Work request:
From the listing, collect all lines containing the word "covered".

Entries provided:
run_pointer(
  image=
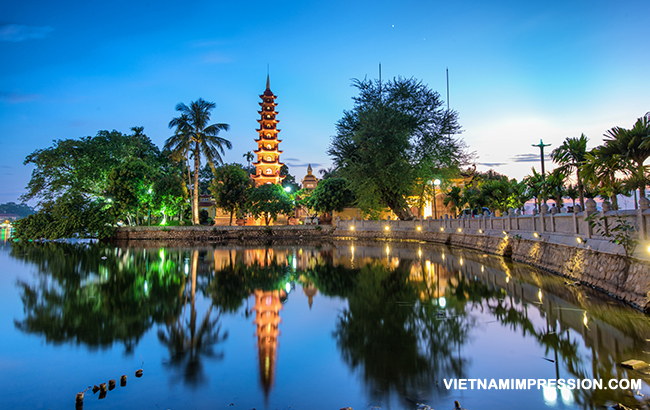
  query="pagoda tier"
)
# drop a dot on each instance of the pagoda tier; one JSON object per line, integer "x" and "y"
{"x": 268, "y": 165}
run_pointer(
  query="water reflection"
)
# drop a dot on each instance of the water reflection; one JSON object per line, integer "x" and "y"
{"x": 413, "y": 314}
{"x": 185, "y": 342}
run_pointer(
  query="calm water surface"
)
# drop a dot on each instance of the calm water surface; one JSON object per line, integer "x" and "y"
{"x": 301, "y": 327}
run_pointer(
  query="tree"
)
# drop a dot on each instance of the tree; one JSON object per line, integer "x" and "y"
{"x": 230, "y": 188}
{"x": 289, "y": 180}
{"x": 169, "y": 193}
{"x": 71, "y": 215}
{"x": 571, "y": 155}
{"x": 21, "y": 210}
{"x": 632, "y": 145}
{"x": 269, "y": 201}
{"x": 194, "y": 135}
{"x": 332, "y": 194}
{"x": 81, "y": 166}
{"x": 130, "y": 186}
{"x": 395, "y": 130}
{"x": 601, "y": 170}
{"x": 453, "y": 198}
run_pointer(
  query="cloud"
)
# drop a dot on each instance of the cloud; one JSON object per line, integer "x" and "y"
{"x": 15, "y": 98}
{"x": 18, "y": 32}
{"x": 216, "y": 58}
{"x": 492, "y": 164}
{"x": 528, "y": 158}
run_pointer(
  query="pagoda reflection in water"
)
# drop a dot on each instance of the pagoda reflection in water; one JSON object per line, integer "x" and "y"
{"x": 267, "y": 318}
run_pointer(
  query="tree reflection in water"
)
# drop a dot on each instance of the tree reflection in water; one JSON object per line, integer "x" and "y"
{"x": 400, "y": 343}
{"x": 94, "y": 295}
{"x": 407, "y": 324}
{"x": 187, "y": 343}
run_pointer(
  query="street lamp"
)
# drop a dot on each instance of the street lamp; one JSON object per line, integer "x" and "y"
{"x": 436, "y": 183}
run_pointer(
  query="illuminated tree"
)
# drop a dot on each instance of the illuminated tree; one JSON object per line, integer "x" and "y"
{"x": 395, "y": 130}
{"x": 193, "y": 135}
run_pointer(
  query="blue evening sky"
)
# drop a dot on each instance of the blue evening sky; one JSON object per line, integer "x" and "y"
{"x": 519, "y": 71}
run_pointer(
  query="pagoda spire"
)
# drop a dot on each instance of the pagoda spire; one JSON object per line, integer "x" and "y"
{"x": 268, "y": 165}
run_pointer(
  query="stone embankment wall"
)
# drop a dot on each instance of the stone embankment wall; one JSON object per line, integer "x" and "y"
{"x": 561, "y": 243}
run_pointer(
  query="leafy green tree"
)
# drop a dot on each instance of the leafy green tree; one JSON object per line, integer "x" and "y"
{"x": 269, "y": 201}
{"x": 602, "y": 170}
{"x": 571, "y": 155}
{"x": 129, "y": 186}
{"x": 18, "y": 209}
{"x": 396, "y": 129}
{"x": 69, "y": 216}
{"x": 631, "y": 145}
{"x": 169, "y": 194}
{"x": 230, "y": 188}
{"x": 536, "y": 187}
{"x": 194, "y": 135}
{"x": 453, "y": 198}
{"x": 497, "y": 194}
{"x": 289, "y": 180}
{"x": 332, "y": 194}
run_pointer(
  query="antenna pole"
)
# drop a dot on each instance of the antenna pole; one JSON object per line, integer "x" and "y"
{"x": 380, "y": 79}
{"x": 447, "y": 88}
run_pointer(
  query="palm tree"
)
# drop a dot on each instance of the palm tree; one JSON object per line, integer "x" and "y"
{"x": 249, "y": 157}
{"x": 632, "y": 145}
{"x": 600, "y": 170}
{"x": 194, "y": 135}
{"x": 571, "y": 155}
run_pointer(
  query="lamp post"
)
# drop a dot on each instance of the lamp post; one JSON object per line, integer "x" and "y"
{"x": 436, "y": 183}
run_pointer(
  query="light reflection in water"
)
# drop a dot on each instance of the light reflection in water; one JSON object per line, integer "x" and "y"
{"x": 390, "y": 315}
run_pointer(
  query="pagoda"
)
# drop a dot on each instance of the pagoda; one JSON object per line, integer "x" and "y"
{"x": 267, "y": 167}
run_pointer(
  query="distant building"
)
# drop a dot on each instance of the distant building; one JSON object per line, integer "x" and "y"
{"x": 309, "y": 181}
{"x": 267, "y": 167}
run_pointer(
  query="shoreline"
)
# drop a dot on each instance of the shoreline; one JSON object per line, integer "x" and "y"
{"x": 623, "y": 278}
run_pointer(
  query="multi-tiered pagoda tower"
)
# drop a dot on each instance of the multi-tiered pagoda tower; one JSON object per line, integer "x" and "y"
{"x": 267, "y": 167}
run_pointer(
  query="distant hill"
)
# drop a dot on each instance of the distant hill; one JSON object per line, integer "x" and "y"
{"x": 19, "y": 209}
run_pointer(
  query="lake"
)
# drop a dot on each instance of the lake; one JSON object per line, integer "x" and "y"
{"x": 366, "y": 325}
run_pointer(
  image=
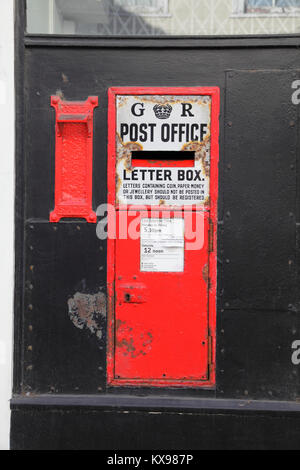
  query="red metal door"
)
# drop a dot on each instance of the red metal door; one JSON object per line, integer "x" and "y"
{"x": 162, "y": 335}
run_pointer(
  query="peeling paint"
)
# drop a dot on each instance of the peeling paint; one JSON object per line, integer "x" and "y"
{"x": 132, "y": 342}
{"x": 87, "y": 311}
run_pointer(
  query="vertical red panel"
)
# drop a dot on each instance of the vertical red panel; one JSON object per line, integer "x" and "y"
{"x": 124, "y": 366}
{"x": 74, "y": 159}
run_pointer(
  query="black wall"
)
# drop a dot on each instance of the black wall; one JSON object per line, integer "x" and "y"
{"x": 258, "y": 307}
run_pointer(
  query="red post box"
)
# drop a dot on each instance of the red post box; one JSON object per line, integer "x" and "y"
{"x": 163, "y": 193}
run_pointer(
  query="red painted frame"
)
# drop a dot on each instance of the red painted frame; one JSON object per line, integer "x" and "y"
{"x": 214, "y": 92}
{"x": 74, "y": 159}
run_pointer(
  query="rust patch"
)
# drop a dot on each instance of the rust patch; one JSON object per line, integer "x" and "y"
{"x": 202, "y": 153}
{"x": 124, "y": 151}
{"x": 88, "y": 312}
{"x": 166, "y": 99}
{"x": 133, "y": 342}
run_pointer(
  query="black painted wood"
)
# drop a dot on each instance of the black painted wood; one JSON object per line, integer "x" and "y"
{"x": 258, "y": 260}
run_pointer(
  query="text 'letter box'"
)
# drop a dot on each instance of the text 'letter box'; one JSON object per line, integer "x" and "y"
{"x": 163, "y": 191}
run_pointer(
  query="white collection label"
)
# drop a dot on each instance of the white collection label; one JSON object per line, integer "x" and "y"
{"x": 162, "y": 245}
{"x": 158, "y": 124}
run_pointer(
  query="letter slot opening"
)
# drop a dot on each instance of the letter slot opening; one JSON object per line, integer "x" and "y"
{"x": 154, "y": 159}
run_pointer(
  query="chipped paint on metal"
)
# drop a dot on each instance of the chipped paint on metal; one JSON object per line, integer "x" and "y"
{"x": 88, "y": 312}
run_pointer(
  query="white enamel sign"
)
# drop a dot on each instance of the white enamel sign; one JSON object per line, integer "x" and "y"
{"x": 160, "y": 124}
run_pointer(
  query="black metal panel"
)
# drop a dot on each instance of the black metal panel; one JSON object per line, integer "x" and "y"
{"x": 255, "y": 357}
{"x": 59, "y": 349}
{"x": 260, "y": 192}
{"x": 64, "y": 340}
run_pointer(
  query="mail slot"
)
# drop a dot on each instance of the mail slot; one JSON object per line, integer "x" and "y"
{"x": 163, "y": 194}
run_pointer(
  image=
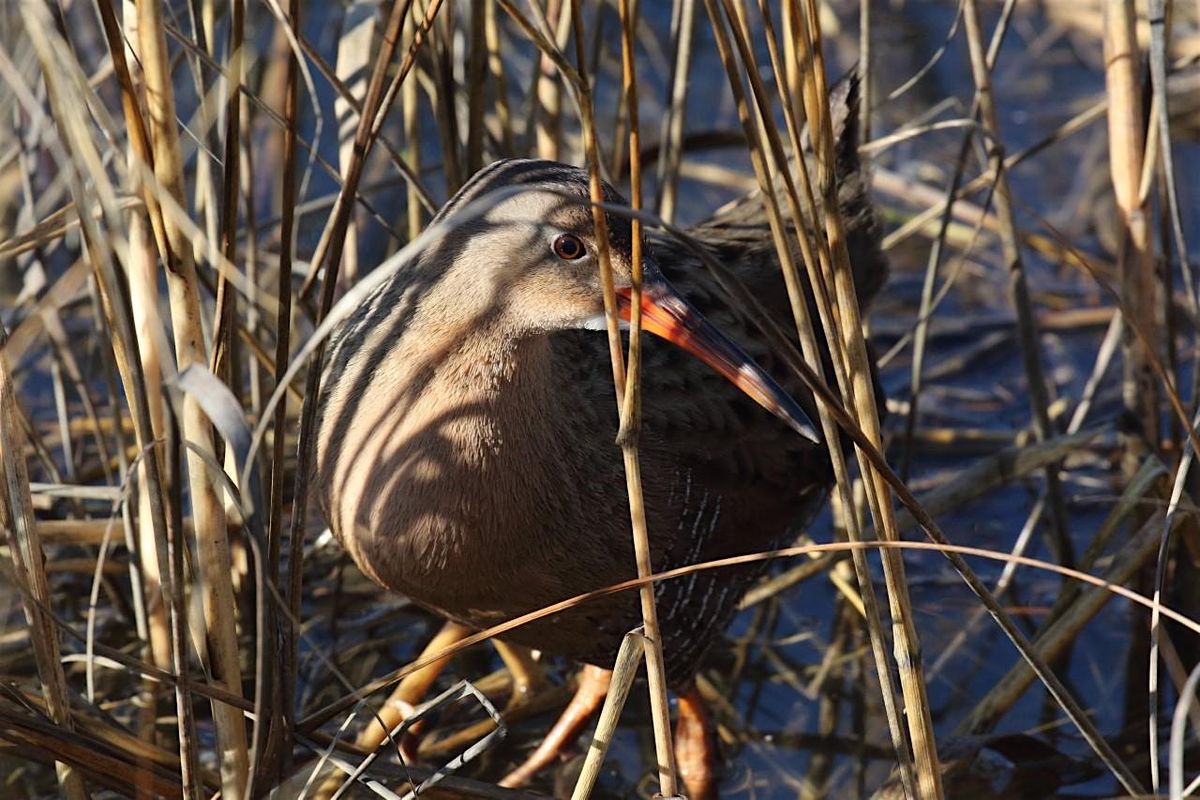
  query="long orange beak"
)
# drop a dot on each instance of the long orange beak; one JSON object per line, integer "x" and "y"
{"x": 669, "y": 316}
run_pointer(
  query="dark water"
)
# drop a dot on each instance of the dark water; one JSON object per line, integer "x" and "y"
{"x": 1041, "y": 80}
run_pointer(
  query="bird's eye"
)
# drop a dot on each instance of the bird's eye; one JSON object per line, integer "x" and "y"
{"x": 569, "y": 247}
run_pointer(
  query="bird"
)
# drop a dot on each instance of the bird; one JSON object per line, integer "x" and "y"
{"x": 466, "y": 450}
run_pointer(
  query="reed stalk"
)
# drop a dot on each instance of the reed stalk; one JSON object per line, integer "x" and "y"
{"x": 29, "y": 566}
{"x": 208, "y": 511}
{"x": 683, "y": 26}
{"x": 1139, "y": 389}
{"x": 627, "y": 378}
{"x": 760, "y": 136}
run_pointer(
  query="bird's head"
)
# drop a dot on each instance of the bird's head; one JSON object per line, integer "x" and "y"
{"x": 522, "y": 247}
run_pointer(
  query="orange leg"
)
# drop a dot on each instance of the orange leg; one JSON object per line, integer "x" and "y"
{"x": 591, "y": 693}
{"x": 695, "y": 746}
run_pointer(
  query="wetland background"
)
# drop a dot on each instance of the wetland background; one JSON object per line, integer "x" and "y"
{"x": 1090, "y": 473}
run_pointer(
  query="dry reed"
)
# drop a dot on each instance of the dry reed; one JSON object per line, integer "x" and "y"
{"x": 201, "y": 170}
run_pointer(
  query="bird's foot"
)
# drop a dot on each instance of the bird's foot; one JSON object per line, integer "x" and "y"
{"x": 695, "y": 746}
{"x": 588, "y": 696}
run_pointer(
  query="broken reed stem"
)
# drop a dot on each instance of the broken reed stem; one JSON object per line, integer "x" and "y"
{"x": 1122, "y": 76}
{"x": 208, "y": 512}
{"x": 627, "y": 384}
{"x": 762, "y": 139}
{"x": 624, "y": 671}
{"x": 29, "y": 565}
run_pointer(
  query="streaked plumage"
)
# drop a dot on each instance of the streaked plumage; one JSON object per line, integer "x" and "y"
{"x": 466, "y": 451}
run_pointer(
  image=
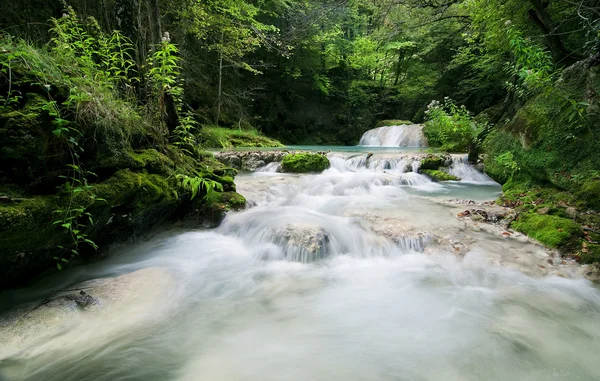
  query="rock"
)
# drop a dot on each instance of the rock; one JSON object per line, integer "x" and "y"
{"x": 303, "y": 243}
{"x": 571, "y": 212}
{"x": 68, "y": 317}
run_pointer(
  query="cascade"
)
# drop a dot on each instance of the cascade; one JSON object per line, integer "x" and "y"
{"x": 395, "y": 136}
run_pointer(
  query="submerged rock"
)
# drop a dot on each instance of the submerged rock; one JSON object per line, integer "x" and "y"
{"x": 66, "y": 313}
{"x": 303, "y": 242}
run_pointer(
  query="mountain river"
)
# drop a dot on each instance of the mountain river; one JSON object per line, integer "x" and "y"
{"x": 363, "y": 272}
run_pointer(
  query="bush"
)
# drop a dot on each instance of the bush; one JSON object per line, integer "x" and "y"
{"x": 305, "y": 162}
{"x": 451, "y": 127}
{"x": 552, "y": 231}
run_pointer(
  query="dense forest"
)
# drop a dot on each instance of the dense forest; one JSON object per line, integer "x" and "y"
{"x": 112, "y": 101}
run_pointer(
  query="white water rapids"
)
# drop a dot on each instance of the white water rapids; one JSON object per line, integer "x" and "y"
{"x": 351, "y": 274}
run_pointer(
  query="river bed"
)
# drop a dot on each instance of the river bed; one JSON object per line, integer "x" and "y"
{"x": 363, "y": 272}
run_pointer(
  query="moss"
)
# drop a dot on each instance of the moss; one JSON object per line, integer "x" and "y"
{"x": 232, "y": 200}
{"x": 393, "y": 122}
{"x": 219, "y": 137}
{"x": 552, "y": 231}
{"x": 141, "y": 191}
{"x": 27, "y": 225}
{"x": 432, "y": 162}
{"x": 437, "y": 175}
{"x": 305, "y": 162}
{"x": 590, "y": 194}
{"x": 589, "y": 253}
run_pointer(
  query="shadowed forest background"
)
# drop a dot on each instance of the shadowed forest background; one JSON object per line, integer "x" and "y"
{"x": 323, "y": 72}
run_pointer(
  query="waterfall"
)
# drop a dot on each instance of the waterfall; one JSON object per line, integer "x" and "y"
{"x": 395, "y": 136}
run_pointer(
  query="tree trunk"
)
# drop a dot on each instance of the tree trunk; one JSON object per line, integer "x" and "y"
{"x": 543, "y": 20}
{"x": 220, "y": 80}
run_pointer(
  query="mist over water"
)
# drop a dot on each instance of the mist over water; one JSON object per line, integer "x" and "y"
{"x": 330, "y": 277}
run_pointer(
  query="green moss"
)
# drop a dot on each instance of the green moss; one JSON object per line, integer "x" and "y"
{"x": 141, "y": 191}
{"x": 393, "y": 122}
{"x": 590, "y": 194}
{"x": 590, "y": 253}
{"x": 219, "y": 137}
{"x": 432, "y": 162}
{"x": 305, "y": 162}
{"x": 27, "y": 225}
{"x": 552, "y": 231}
{"x": 437, "y": 175}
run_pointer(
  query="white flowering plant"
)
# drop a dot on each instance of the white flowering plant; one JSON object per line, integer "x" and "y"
{"x": 451, "y": 126}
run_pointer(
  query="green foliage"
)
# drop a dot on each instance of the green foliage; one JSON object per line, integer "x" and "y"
{"x": 451, "y": 127}
{"x": 219, "y": 137}
{"x": 552, "y": 231}
{"x": 197, "y": 184}
{"x": 393, "y": 122}
{"x": 432, "y": 162}
{"x": 304, "y": 162}
{"x": 531, "y": 69}
{"x": 437, "y": 175}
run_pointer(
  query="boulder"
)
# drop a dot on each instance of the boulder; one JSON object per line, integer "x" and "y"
{"x": 302, "y": 242}
{"x": 69, "y": 316}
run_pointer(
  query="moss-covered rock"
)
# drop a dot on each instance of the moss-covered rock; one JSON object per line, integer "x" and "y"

Your response:
  query="moss-covered rock"
# drop a dot on each instance of the moss-covered rock; one JSON object per line, integer "x" and "y"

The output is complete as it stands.